What the task asks ->
Copy the lines exactly. Begin at the first line of the data and stop after the line with "rough mask: <svg".

Dataset excerpts ->
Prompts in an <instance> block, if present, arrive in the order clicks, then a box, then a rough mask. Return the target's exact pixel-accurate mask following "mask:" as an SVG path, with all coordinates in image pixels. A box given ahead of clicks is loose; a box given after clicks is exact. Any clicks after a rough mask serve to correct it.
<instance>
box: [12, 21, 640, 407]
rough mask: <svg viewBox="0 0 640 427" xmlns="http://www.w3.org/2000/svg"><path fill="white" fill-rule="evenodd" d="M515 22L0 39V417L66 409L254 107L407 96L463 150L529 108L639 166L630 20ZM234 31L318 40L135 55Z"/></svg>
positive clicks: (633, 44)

Response to the exercise ->
Prompts in an <instance> block, if present, arrive in the order clicks, then a box, then a rough mask. Return the target's exact pixel-accurate mask following "mask:" as an SVG path, with all coordinates in image pixels. A box given ahead of clicks is loose; a box given after clicks is exact. Any clicks after a rough mask serve to correct it.
<instance>
box: [12, 21, 640, 407]
rough mask: <svg viewBox="0 0 640 427" xmlns="http://www.w3.org/2000/svg"><path fill="white" fill-rule="evenodd" d="M515 22L0 39V417L66 409L254 107L407 96L463 150L529 108L639 166L630 20ZM234 31L318 40L135 55Z"/></svg>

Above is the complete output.